Copy everything from the line containing "point: the lake water in this photo" down to the end of the records below, keeping every line unchanged.

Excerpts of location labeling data
* START *
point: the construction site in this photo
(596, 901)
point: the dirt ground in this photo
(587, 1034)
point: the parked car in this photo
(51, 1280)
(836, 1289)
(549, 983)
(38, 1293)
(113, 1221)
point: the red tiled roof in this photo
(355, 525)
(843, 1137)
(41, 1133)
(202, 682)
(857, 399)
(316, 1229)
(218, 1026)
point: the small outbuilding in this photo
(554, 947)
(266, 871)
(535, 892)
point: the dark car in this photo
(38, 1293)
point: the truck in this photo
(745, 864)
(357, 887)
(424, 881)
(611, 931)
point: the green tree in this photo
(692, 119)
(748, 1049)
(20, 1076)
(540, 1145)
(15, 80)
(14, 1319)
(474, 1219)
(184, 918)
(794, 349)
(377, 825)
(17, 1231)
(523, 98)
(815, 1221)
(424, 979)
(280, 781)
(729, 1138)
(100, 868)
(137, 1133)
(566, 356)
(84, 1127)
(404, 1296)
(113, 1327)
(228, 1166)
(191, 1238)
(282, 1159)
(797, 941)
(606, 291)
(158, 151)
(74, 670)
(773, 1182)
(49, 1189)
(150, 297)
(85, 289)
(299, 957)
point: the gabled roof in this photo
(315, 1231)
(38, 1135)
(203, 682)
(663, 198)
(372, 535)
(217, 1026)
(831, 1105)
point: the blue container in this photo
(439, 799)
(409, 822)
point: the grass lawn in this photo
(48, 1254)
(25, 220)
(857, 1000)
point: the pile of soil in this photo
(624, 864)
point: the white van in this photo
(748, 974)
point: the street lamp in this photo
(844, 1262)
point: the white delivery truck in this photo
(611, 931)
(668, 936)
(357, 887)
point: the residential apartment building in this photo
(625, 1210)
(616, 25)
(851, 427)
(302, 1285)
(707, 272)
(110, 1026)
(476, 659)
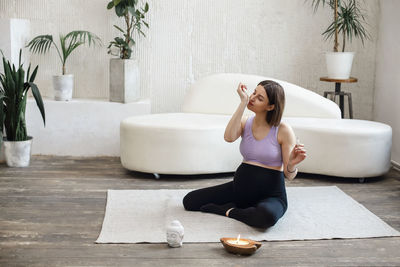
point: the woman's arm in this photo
(292, 153)
(235, 126)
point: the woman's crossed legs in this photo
(221, 198)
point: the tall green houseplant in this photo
(124, 71)
(13, 97)
(348, 20)
(134, 21)
(68, 43)
(63, 84)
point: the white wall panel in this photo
(188, 39)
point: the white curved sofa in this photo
(192, 142)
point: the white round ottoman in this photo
(344, 147)
(178, 143)
(193, 143)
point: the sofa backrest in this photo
(216, 94)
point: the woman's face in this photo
(259, 101)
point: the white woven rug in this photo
(320, 212)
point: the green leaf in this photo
(132, 10)
(32, 78)
(119, 28)
(38, 98)
(110, 5)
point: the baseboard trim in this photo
(396, 165)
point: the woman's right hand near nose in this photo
(242, 93)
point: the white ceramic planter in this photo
(339, 64)
(63, 87)
(124, 80)
(18, 153)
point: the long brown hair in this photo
(276, 96)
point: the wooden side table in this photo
(341, 94)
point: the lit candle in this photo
(237, 241)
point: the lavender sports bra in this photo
(266, 151)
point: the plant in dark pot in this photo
(348, 20)
(63, 84)
(13, 94)
(124, 72)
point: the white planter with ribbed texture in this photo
(339, 64)
(63, 87)
(18, 153)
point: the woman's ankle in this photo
(227, 212)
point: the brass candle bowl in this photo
(246, 249)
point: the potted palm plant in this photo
(348, 20)
(13, 96)
(63, 84)
(124, 72)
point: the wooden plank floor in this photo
(52, 212)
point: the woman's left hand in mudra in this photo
(297, 155)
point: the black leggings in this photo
(257, 194)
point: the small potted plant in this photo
(63, 84)
(13, 96)
(348, 20)
(124, 72)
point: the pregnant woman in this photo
(257, 194)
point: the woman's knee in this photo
(189, 203)
(266, 218)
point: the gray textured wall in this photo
(188, 39)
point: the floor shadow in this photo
(177, 177)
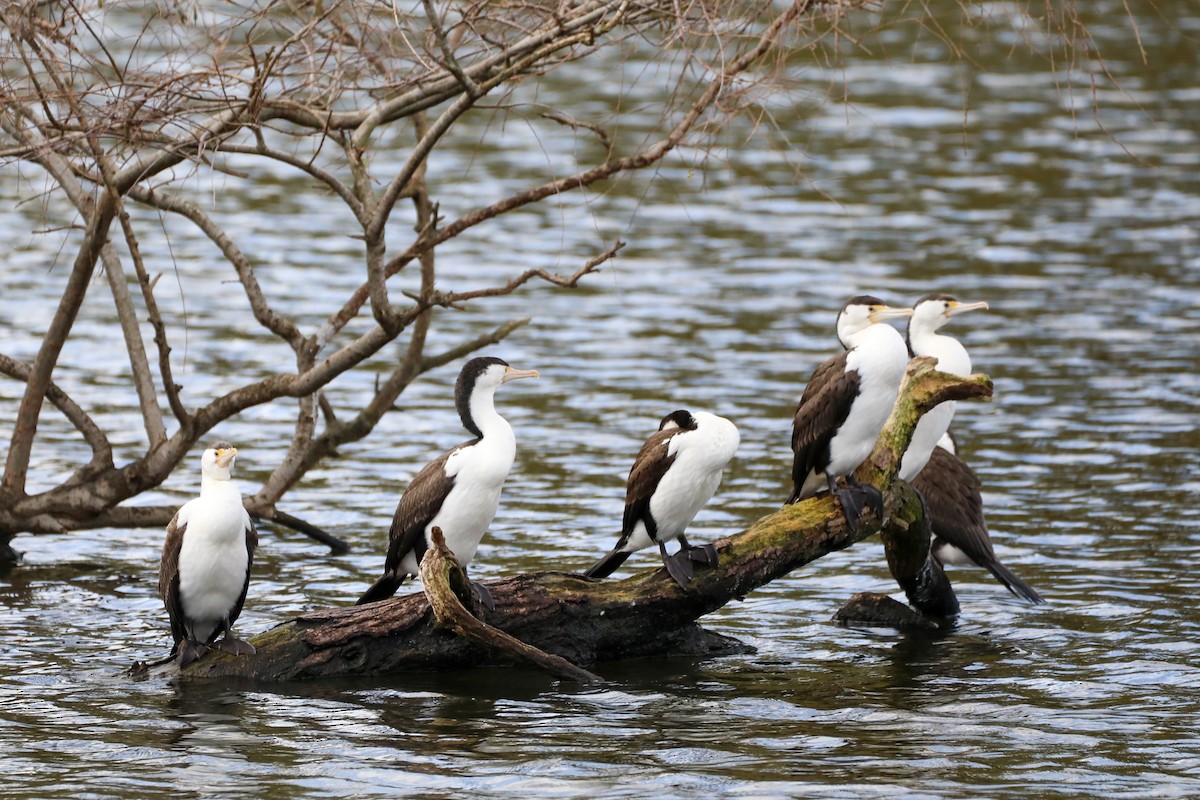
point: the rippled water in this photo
(1078, 226)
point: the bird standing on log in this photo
(845, 405)
(929, 314)
(205, 561)
(675, 474)
(460, 489)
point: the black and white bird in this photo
(205, 561)
(953, 498)
(929, 314)
(675, 474)
(460, 489)
(846, 403)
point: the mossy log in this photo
(586, 621)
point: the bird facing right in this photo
(845, 405)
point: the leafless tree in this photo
(120, 103)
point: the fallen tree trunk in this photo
(586, 621)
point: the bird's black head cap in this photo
(466, 385)
(683, 419)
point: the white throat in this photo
(485, 416)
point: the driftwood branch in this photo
(447, 589)
(646, 614)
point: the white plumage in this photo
(479, 473)
(207, 559)
(213, 559)
(700, 459)
(880, 356)
(929, 314)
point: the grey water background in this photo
(1073, 212)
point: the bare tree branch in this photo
(101, 450)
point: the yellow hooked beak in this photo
(516, 374)
(880, 313)
(963, 307)
(225, 457)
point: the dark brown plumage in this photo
(954, 500)
(417, 509)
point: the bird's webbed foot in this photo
(678, 565)
(857, 497)
(235, 647)
(190, 650)
(703, 554)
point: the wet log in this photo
(586, 621)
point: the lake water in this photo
(1073, 212)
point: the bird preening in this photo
(210, 542)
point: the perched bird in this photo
(930, 313)
(954, 503)
(846, 403)
(675, 474)
(205, 561)
(460, 489)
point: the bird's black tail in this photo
(607, 565)
(1014, 584)
(383, 588)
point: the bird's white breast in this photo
(479, 471)
(213, 558)
(880, 361)
(952, 358)
(700, 459)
* END *
> REPLY TO THE EXERCISE
point: the lake water in this photo
(1073, 212)
point: the bird preening in this photo
(210, 542)
point: the perched bird in this photo
(930, 313)
(954, 503)
(846, 403)
(675, 474)
(205, 561)
(460, 489)
point: the bird's black tail in this photo
(607, 565)
(1014, 584)
(383, 588)
point: the bird's white breast in this photo
(479, 471)
(213, 558)
(880, 361)
(952, 358)
(700, 459)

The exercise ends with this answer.